## WHAT YOU ARE ASKED TO DO
Please copy out each line of the listing that contains the word "query".
* * * * * * *
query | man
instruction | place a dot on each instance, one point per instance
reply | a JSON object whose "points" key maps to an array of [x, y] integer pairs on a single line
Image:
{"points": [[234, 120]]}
* * * * * * *
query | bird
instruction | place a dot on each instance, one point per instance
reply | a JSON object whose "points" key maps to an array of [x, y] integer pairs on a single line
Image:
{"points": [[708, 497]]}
* * * * * * *
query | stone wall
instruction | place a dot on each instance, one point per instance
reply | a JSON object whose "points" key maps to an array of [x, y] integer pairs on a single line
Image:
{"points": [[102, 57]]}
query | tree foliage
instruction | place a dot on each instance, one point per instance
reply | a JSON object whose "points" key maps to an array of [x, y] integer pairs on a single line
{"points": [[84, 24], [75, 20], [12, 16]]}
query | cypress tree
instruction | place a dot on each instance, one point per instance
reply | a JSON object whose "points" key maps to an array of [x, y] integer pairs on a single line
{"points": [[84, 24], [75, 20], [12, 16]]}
* * * * * * *
## TASK RESULT
query | man
query | bird
query | stone wall
query | tree foliage
query | cypress tree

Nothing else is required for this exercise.